• [PROVIDED TEXT]

○ ○ ○ ○ ○

Photograph Courtesy Monique Carboni

At the beginning of Theresa Rebeck’s third novel, I’m Glad About You (Putnam), un-coupled high-school sweethearts Alison and Kyle are both uncomfortable—she with her plodding acting career in New York City, he with the self-diagnosing suburban mothers at his Cincinnati pediatrics practice. Rebeck wants them to squirm, it would seem. As Alison gets her big break and Kyle’s marriage implodes, any moment of relief the two find (separately and together) is fleeting. Considering the 24/7/365 life we live these days, perhaps that’s the point.

○ ○ ○ ○ ○

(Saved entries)

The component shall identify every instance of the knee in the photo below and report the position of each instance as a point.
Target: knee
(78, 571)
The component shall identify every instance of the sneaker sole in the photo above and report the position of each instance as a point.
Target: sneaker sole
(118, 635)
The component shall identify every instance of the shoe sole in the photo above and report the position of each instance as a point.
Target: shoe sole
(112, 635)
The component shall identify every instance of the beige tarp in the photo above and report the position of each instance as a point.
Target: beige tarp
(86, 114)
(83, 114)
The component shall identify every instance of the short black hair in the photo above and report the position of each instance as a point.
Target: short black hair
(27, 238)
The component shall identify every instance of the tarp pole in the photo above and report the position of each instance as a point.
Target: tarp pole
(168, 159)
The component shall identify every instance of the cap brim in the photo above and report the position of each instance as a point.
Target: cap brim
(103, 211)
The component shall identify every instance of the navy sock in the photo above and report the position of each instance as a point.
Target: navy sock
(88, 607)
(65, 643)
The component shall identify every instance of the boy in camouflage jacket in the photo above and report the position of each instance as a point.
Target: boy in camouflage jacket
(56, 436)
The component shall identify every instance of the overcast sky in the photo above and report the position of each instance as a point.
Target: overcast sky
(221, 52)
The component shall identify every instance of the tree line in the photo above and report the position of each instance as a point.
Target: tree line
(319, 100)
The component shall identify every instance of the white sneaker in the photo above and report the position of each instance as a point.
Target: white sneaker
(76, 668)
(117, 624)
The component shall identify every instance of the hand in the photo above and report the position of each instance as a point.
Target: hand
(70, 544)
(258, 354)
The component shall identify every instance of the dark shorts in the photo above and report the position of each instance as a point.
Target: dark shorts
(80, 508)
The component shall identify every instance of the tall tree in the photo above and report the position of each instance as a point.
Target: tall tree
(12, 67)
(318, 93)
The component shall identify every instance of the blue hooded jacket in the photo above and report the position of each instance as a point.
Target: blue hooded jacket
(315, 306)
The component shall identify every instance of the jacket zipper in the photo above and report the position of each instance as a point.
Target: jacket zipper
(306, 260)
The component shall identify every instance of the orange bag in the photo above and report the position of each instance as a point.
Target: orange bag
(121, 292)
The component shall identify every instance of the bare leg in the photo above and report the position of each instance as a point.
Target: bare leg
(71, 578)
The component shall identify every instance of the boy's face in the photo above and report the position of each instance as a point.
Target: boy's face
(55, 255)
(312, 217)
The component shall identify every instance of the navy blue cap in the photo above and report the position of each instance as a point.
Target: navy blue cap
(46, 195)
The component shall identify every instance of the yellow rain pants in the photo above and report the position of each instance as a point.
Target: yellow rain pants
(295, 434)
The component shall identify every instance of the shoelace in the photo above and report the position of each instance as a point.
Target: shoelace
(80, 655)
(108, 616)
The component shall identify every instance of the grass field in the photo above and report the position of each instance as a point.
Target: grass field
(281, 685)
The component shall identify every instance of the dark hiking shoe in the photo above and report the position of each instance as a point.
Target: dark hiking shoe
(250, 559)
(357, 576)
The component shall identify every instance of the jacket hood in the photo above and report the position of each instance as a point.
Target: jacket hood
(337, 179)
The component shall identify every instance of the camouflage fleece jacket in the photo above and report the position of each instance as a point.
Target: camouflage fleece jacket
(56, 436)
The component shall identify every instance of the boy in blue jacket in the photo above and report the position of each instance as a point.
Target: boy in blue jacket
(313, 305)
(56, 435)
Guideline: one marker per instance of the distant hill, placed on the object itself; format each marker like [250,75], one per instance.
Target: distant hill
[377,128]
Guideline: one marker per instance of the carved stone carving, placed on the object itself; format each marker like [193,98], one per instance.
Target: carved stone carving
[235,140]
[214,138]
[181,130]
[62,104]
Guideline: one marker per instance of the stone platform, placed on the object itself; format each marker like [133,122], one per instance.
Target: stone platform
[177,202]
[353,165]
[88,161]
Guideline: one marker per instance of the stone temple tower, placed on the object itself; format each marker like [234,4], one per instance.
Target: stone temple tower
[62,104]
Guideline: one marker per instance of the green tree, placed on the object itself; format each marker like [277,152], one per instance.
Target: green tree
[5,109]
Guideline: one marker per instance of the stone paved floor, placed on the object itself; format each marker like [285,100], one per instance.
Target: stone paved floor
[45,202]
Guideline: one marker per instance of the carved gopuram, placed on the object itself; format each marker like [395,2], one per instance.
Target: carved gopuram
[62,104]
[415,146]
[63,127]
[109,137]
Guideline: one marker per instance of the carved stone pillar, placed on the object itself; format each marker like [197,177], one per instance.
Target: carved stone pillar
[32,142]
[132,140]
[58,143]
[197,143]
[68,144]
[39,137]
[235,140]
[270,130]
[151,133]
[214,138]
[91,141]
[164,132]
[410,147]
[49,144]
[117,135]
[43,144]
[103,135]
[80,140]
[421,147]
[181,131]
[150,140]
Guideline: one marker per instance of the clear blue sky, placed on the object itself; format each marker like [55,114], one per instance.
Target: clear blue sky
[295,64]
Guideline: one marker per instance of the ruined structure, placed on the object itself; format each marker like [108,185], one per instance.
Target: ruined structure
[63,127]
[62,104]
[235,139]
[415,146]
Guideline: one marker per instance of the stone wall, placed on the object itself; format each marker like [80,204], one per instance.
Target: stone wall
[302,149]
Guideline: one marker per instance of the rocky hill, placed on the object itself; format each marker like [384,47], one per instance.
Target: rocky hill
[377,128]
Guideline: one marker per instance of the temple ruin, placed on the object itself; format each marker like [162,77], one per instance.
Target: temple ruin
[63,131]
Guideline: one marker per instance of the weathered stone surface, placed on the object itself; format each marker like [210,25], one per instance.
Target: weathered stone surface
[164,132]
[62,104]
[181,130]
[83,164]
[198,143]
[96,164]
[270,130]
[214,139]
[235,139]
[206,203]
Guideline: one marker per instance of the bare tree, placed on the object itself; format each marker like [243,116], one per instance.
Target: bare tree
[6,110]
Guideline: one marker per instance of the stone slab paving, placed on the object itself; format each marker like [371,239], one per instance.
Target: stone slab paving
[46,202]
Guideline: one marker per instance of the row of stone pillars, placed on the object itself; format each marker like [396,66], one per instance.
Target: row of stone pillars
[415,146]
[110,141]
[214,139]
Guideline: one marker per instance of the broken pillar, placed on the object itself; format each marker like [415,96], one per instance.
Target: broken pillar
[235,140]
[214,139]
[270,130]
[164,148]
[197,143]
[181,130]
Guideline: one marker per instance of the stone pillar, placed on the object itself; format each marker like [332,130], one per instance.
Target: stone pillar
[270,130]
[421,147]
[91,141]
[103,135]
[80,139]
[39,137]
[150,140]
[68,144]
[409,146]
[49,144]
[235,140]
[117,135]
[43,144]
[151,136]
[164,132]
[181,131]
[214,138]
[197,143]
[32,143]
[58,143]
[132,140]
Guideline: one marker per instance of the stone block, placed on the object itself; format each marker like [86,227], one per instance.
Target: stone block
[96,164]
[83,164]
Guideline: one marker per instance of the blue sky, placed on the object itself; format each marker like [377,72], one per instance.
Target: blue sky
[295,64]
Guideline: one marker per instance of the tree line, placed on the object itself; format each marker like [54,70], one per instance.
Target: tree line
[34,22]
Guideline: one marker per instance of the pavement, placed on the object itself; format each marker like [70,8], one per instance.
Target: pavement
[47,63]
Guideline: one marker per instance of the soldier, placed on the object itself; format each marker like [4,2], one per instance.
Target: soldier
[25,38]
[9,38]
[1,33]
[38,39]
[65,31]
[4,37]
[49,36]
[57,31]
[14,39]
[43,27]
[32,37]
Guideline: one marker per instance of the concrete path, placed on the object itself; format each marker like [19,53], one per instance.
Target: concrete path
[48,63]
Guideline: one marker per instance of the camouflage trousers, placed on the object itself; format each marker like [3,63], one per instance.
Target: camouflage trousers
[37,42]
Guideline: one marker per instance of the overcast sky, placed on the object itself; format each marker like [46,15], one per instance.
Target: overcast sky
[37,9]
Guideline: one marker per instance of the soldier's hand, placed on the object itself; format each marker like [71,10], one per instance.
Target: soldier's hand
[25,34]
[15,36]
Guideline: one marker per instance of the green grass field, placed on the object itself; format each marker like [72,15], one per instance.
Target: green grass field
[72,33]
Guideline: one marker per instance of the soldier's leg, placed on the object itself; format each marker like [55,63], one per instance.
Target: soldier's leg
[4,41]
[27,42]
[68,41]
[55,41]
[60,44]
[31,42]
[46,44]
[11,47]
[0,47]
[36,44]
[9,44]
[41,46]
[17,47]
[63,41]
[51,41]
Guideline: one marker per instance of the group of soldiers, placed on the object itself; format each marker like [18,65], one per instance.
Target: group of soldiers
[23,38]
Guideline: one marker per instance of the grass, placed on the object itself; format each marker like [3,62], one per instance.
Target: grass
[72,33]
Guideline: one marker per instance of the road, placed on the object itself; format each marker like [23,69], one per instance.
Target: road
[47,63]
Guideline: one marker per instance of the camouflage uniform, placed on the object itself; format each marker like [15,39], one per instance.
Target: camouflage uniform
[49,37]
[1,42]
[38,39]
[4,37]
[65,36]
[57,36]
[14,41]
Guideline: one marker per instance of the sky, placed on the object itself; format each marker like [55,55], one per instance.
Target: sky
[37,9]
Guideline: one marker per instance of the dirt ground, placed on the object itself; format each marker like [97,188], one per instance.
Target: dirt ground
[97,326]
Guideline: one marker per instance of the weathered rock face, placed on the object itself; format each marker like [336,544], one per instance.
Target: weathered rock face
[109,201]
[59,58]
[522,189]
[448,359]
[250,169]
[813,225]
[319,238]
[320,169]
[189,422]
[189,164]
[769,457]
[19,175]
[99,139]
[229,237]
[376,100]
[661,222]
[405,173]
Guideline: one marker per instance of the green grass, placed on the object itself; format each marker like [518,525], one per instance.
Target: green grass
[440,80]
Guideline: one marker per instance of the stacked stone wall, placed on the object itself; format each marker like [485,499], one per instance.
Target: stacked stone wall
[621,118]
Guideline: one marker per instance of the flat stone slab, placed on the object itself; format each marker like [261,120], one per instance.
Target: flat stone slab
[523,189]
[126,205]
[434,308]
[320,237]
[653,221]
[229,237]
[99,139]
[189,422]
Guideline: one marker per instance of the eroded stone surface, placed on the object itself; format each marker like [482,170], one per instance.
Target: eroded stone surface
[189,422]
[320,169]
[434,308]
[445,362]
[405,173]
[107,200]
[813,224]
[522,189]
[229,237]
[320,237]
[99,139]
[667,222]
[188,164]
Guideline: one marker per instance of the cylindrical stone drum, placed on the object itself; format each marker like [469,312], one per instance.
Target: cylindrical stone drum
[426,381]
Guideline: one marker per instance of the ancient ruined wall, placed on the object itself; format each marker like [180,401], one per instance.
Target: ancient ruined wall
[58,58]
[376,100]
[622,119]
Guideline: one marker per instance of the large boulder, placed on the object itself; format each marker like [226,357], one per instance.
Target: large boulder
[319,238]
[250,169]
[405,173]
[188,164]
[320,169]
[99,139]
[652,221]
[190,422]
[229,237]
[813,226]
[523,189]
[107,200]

○ ○ ○ ○ ○

• [ASSIGNED TASK A] According to the review of I'm Glad About You, what makes Alison and Kyle each uncomfortable at the start of the novel?
• [ASSIGNED TASK B] Continue the review of Theresa Rebeck's novel after its final sentence.

• [OUTPUT A] Alison is uncomfortable because her acting career in New York City is plodding. Kyle is uncomfortable because of the self-diagnosing suburban mothers at his pediatrics practice in Cincinnati.

• [OUTPUT B]
Theresa Rebeck
Theresa Rebeck

Photograph Courtesy Monique Carboni

As we follow Alison’s rise, it’s clear we’re in Rebeck’s wheelhouse; the Cincinnati-born playwright and novelist is good at pulling back the curtain on the entertainment industry: the unsettling focus on Alison’s appearance, her creepy relationship with a director, even an online hit piece. (One complaint: The book too often trots out “Midwesterners are rubes” to underline the gulf between Show People and Regular Folk.) Kyle seems like someone Rebeck might’ve sat next to at the parish fish fry, a repressed rule-follower carrying a very particular sort of Catholic guilt.

In the end, though it may be unsatisfying for the reader, the path Rebeck has laid for these conflicted characters feels all too real.